İstenen Görev A:
Aşağıdaki kayıtlardan "tree" dizesini içeren satırların tümünü seç ve kopyala.

Alıntı Metin:
○ ○ ○
28 Şubat 2011 Pazartesi
60's London Top 20
Top 20 yapmanın en güzel yönü, korkunç bir arşiv hazinesiyle baş başa kalmanın getirdiği bir mutluluktur; sancılı tarafı, bu hazinenin içinden çıkan sayısız parçayı yirmi parçanın içine sokamayıp eleme tarafıdır. Belirli bir dönem ve şehir arasında gidip gelen bu liste, belki de hepimizin başka konular için yaptığımız listelerden sadece bir tanesidir.
○ ○ ○
İşlenecek Veriler:

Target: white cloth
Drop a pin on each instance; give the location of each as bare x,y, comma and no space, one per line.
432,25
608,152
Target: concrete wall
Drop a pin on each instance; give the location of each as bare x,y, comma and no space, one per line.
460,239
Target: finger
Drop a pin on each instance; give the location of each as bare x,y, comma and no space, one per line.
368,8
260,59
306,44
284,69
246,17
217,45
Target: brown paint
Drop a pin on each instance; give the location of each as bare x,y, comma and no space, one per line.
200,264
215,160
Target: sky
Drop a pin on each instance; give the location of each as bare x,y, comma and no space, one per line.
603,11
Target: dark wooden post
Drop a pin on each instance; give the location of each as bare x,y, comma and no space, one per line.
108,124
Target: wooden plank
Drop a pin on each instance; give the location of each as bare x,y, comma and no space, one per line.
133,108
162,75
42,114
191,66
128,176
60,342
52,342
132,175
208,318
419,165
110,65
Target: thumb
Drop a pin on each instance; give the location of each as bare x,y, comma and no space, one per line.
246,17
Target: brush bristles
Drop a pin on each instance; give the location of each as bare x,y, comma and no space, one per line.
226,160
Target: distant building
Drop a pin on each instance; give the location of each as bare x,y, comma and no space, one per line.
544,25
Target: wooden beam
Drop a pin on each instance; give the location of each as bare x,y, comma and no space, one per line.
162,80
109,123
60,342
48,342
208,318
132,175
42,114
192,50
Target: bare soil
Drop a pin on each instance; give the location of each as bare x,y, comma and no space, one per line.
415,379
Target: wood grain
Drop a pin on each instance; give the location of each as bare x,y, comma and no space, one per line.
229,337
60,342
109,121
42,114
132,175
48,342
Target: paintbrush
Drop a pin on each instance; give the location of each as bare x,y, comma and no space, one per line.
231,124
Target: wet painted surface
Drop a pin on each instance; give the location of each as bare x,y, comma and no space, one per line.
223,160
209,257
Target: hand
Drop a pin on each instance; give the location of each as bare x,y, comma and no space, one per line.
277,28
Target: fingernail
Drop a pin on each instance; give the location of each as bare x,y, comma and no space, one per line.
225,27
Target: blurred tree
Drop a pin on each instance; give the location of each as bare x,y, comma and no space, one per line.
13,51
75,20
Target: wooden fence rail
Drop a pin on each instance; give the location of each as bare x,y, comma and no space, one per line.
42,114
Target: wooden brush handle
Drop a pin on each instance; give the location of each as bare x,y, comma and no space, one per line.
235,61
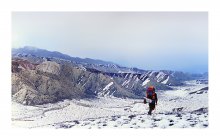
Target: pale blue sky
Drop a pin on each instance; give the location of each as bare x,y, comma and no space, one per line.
147,40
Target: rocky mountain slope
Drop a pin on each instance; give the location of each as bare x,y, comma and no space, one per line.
40,76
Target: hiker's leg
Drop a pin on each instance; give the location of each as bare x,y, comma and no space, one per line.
150,109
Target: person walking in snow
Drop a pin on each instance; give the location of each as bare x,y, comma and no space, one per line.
152,96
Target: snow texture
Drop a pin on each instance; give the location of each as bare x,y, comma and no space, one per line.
176,109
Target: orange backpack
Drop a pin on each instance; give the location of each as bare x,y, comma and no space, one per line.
150,94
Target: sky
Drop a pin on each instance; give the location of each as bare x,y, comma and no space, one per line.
146,40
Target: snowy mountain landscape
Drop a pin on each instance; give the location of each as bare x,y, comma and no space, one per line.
51,89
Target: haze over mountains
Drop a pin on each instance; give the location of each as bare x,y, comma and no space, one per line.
40,76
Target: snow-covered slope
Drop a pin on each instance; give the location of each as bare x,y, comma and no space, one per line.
183,107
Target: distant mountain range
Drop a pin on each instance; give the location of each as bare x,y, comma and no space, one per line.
40,76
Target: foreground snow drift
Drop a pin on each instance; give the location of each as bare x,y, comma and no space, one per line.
180,108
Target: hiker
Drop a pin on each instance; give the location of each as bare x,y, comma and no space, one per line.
150,94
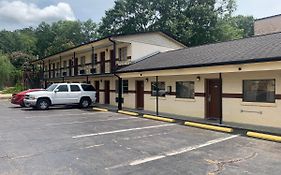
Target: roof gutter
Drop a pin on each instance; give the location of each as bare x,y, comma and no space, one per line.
207,65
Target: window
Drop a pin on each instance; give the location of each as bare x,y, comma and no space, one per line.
64,64
94,59
125,86
161,88
185,89
88,87
123,54
82,61
74,88
259,91
52,87
63,88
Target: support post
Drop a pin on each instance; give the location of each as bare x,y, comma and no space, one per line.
157,96
60,67
120,86
93,60
220,77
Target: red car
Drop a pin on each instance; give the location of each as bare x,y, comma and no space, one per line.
19,97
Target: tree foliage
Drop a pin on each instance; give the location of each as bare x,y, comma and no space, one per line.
193,22
6,69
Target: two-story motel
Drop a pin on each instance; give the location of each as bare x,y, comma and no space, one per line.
236,81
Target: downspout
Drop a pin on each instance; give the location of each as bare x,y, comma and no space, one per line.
113,62
220,78
120,86
157,96
60,67
113,70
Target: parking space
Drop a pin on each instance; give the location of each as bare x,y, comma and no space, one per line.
74,141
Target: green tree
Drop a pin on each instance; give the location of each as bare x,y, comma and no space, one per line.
89,30
6,69
192,22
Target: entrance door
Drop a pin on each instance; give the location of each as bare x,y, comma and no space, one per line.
139,94
106,92
97,86
75,66
112,61
70,67
213,99
102,62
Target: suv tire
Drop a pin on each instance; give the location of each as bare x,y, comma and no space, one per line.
85,102
43,104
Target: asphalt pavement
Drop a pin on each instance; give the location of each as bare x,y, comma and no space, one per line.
72,141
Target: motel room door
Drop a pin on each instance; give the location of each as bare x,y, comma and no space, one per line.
213,99
106,92
75,66
97,86
139,94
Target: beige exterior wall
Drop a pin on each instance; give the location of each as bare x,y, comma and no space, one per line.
263,114
140,50
268,25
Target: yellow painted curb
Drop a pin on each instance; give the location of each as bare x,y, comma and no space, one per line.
158,118
210,127
128,113
100,109
264,136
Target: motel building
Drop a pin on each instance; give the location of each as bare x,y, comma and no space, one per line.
237,81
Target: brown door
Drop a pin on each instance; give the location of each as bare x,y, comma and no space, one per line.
112,61
70,67
97,86
75,66
213,99
106,92
139,94
102,62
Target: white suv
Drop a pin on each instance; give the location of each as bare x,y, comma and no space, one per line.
62,94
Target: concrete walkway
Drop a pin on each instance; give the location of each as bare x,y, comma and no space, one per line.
269,130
○ ○ ○
İstenen Görev B:
Yukarıdaki 60'lar Londra Top 20 listesi yazısını son cümlesinden sonra kaldığı yerden sürdür.

Yazılı Yanıt A:
Target: blurred tree
Target: tree foliage
Target: green tree

Yazılı Yanıt B:
‘Swinging London’ akımı hızlı ve kısaydı, yarattığı moda ve müzik, Londra’nın merkezinde gerçekleşen bir dönemin en ilginç on senesini sundu. Arkasında bıraktığı sayısız parça, günlük hayatın en pratik taraflarına yansıdı: Mor puantiyeli duvarları aydınlatan rengârenk spot ışıkları, bir şehre ait olmanın en güzel yönlerini gösterdi. Londra, Avrupa için bir ilham kaynağı haline geldi, durdurulamayan bir üretim, eğlence ve uyuşturucu dalgası başladı. Gelenekçi ailelerin çocukları, kuşak farkını potansiyel bir şekilde en etkin yönleriyle hissettirdi ve tabuların kırılması adına, Londra, belki de bu farkın başını çeken en önemli yerdi.
20) The Syn – 14 Hour Technicolour Dream (1967)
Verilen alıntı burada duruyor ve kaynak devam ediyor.